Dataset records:
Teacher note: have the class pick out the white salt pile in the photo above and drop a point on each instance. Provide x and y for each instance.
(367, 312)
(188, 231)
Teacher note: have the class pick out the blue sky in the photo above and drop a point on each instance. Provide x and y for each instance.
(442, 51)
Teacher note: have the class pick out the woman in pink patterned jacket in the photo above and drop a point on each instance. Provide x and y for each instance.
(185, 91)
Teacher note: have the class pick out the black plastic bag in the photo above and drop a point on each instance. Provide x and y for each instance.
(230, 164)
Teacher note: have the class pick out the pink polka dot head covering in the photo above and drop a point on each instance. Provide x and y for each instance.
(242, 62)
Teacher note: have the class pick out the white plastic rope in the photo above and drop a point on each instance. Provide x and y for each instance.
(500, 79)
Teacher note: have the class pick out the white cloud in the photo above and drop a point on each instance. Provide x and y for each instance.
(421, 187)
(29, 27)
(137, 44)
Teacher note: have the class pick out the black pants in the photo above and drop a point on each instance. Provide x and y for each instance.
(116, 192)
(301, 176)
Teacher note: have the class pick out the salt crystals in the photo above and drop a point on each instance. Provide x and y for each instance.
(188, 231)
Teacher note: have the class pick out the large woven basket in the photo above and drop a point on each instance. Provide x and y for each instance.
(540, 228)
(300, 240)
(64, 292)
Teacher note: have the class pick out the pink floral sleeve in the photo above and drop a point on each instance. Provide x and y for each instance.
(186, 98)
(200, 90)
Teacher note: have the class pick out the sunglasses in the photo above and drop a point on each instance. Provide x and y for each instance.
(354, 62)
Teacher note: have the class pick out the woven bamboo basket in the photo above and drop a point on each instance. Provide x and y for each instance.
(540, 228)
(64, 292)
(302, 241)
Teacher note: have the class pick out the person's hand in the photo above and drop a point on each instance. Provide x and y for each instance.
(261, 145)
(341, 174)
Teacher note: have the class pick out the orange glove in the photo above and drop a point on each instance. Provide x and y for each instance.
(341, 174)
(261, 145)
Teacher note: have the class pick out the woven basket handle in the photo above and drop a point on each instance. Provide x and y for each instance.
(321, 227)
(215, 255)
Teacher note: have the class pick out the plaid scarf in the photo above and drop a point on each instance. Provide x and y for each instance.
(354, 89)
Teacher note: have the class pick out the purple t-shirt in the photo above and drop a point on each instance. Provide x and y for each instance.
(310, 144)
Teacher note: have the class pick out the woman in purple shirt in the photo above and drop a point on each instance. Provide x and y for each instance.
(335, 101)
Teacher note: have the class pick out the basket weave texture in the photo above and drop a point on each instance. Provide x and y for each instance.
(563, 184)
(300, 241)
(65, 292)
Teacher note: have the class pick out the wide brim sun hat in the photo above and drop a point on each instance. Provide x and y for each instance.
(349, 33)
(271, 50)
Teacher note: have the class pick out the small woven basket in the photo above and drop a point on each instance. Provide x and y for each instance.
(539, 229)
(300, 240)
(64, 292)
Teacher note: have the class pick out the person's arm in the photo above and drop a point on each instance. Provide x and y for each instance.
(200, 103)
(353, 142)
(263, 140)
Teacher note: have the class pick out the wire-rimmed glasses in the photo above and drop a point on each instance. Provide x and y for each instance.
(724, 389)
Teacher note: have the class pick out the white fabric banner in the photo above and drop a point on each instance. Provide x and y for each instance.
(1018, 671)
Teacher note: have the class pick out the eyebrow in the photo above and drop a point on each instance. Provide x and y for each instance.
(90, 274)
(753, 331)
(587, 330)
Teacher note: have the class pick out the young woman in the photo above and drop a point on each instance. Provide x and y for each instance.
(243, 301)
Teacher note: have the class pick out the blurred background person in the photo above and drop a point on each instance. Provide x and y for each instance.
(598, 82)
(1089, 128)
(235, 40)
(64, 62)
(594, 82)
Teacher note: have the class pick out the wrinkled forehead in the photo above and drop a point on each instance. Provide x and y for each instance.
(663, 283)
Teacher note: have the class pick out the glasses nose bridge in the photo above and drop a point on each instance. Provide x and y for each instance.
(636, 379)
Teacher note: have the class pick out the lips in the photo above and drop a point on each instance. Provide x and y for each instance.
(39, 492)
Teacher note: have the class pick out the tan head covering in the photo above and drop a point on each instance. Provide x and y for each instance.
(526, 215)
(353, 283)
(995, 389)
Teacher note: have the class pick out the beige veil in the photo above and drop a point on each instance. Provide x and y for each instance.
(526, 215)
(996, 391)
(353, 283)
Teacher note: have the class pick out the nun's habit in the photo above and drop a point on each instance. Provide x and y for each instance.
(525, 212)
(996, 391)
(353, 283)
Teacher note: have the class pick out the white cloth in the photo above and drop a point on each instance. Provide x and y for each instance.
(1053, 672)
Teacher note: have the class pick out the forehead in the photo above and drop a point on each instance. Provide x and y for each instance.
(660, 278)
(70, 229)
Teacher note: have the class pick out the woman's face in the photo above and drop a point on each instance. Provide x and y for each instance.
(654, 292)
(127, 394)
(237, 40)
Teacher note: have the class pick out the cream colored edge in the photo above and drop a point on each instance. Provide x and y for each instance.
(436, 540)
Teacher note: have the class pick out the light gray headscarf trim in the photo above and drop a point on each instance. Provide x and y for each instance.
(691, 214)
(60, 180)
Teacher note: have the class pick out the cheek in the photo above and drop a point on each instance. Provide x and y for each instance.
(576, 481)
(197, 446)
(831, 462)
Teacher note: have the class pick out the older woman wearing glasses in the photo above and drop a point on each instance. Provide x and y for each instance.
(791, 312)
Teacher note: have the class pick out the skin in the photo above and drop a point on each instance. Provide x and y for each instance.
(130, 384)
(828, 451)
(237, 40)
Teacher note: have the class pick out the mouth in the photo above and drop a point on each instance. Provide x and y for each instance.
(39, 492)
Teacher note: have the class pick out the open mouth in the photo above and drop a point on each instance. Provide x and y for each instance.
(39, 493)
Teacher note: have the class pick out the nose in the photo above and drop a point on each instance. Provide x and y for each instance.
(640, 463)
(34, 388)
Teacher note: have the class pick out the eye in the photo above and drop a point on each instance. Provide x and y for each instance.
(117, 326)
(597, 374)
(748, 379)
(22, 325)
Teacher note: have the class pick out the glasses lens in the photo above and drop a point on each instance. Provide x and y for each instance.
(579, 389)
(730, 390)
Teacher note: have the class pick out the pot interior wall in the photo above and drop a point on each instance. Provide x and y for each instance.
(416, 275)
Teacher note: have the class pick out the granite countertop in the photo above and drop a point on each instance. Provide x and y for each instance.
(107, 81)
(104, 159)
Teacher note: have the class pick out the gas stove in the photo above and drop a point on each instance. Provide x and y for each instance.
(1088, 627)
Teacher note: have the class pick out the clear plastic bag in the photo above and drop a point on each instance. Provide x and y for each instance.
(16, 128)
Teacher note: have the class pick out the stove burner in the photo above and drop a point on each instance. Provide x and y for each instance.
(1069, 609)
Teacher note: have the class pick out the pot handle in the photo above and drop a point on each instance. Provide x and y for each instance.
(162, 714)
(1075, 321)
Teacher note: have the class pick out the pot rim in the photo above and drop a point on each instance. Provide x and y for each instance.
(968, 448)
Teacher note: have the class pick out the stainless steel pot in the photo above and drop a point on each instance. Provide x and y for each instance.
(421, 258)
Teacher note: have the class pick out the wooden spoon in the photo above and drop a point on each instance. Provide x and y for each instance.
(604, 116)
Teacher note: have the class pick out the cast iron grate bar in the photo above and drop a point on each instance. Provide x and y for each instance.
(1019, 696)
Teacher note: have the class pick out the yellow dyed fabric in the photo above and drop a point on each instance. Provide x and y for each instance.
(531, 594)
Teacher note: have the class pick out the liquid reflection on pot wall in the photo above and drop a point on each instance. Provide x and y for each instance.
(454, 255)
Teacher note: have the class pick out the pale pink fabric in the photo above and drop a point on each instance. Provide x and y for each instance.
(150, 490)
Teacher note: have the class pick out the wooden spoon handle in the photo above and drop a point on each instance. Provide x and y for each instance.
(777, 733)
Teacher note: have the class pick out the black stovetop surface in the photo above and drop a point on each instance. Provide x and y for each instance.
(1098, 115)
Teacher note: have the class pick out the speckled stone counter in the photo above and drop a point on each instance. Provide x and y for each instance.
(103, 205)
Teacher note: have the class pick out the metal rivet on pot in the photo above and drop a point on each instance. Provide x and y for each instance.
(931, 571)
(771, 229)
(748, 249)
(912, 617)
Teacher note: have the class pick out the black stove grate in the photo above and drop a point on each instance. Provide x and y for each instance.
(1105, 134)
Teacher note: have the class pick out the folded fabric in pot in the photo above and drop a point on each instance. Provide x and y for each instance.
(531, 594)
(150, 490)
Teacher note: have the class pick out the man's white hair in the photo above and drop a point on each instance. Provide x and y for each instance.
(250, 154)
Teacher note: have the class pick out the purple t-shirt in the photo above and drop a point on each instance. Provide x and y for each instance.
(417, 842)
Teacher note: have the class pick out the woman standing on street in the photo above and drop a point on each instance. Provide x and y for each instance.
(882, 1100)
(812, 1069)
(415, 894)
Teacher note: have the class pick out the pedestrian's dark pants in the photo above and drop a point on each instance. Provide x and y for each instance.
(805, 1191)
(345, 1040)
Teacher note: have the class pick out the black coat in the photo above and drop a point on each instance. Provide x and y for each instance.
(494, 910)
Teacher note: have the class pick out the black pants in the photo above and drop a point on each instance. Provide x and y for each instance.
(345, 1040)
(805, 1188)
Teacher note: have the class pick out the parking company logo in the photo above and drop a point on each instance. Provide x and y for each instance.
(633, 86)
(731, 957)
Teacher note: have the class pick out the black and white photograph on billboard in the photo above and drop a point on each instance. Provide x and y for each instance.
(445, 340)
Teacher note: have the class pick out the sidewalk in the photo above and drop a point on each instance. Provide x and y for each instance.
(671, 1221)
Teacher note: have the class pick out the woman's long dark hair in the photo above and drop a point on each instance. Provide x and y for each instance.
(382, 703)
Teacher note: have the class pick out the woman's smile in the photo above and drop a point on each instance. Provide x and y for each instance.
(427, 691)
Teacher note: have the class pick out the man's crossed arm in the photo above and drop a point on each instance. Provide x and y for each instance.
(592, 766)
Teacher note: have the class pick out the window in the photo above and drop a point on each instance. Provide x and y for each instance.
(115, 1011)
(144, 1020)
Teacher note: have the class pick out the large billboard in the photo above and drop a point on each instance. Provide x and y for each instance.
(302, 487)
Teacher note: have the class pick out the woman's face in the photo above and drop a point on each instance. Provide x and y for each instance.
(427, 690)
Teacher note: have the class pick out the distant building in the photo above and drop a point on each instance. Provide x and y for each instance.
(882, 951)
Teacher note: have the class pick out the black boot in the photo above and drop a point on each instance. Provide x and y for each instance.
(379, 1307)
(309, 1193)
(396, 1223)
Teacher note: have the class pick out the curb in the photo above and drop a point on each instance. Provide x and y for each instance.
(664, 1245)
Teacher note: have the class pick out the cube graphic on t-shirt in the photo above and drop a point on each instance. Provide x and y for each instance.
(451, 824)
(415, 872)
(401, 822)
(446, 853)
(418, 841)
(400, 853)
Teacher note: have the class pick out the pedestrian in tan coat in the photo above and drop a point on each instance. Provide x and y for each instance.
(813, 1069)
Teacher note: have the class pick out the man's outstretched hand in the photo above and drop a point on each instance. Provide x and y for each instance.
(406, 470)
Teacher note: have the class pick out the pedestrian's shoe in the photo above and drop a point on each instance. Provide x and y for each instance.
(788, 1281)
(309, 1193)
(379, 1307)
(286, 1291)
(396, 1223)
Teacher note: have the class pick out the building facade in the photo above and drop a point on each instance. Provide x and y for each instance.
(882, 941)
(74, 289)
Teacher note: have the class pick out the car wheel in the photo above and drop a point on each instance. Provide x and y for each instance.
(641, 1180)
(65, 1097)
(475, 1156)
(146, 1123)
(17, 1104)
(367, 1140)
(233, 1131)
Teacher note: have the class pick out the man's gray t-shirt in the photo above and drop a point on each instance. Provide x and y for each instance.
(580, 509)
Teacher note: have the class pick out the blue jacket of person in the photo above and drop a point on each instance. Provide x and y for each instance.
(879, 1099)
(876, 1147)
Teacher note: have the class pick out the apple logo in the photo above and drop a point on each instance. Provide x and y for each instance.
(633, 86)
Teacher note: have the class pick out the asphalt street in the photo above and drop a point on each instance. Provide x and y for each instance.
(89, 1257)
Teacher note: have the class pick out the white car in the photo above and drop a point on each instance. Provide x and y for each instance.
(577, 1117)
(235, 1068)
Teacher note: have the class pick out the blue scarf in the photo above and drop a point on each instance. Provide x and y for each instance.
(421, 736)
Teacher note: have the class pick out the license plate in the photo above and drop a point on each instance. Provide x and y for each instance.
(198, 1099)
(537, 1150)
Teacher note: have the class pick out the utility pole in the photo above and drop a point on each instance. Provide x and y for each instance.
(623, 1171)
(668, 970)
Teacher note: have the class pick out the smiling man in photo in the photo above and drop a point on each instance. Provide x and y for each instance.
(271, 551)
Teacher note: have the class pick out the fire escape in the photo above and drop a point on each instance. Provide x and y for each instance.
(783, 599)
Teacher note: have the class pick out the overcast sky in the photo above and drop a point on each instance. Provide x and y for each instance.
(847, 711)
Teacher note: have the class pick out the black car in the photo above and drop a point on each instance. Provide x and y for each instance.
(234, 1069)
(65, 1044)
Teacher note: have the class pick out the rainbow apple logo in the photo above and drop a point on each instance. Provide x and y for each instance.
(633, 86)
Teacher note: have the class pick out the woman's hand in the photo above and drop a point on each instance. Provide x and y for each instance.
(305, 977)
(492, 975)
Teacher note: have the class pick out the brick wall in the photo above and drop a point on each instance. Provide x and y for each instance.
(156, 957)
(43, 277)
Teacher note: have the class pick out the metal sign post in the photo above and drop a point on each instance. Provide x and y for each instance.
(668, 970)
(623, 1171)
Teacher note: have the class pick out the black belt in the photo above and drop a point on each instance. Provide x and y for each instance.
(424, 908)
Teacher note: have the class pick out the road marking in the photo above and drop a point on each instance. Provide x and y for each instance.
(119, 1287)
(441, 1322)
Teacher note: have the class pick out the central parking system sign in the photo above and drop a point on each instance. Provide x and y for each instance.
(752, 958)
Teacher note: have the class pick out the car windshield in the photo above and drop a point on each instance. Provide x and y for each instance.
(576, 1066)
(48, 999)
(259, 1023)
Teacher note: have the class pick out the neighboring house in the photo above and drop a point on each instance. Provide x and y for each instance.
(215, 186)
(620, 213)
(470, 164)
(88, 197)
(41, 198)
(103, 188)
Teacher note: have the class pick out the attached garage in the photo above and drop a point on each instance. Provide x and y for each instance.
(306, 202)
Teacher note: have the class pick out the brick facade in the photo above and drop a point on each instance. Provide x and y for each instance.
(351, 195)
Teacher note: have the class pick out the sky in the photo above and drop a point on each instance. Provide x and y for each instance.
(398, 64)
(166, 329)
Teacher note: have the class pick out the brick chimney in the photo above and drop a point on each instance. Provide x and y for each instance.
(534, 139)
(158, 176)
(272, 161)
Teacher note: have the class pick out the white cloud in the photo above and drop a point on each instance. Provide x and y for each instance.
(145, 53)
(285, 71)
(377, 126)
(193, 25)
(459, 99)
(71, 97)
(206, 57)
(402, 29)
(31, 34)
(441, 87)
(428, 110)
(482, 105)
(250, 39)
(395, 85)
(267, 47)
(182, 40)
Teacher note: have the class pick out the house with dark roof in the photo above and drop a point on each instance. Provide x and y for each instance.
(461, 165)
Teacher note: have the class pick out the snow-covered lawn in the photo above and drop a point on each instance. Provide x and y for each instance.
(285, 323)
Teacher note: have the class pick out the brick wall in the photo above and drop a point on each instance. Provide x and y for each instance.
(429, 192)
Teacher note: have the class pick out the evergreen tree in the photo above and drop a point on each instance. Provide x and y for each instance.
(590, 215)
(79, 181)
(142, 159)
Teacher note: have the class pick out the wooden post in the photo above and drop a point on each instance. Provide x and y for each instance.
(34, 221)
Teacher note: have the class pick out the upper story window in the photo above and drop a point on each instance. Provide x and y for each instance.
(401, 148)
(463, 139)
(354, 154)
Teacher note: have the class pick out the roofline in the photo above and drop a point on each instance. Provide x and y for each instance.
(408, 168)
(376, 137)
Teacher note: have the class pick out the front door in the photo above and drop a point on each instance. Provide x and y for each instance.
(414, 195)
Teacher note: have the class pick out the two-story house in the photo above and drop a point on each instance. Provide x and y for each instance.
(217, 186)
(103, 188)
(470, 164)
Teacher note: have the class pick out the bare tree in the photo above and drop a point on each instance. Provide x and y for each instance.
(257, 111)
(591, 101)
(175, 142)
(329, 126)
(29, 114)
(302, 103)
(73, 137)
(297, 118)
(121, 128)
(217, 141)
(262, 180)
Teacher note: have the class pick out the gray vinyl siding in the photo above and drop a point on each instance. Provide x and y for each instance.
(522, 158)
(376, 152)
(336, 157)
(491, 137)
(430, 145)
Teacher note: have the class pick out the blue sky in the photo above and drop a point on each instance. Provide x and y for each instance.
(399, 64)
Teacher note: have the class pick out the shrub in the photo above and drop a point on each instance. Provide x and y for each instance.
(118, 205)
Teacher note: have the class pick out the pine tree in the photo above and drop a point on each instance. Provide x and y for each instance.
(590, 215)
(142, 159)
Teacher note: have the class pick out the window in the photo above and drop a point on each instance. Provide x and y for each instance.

▶ **TASK DETAILS**
Your answer must be the lines from the one containing "Teacher note: have the class pick out the pine" through the last line of the entries, copied exactly, with no other lines.

▶ **FINISHED EXERCISE**
Teacher note: have the class pick out the pine tree in the photo above and drop a point on each instance. Provide x and y for each instance.
(590, 215)
(142, 159)
Teacher note: have the class pick out the window in the photo above and drop a point on each instance. Provide x and y for each instance.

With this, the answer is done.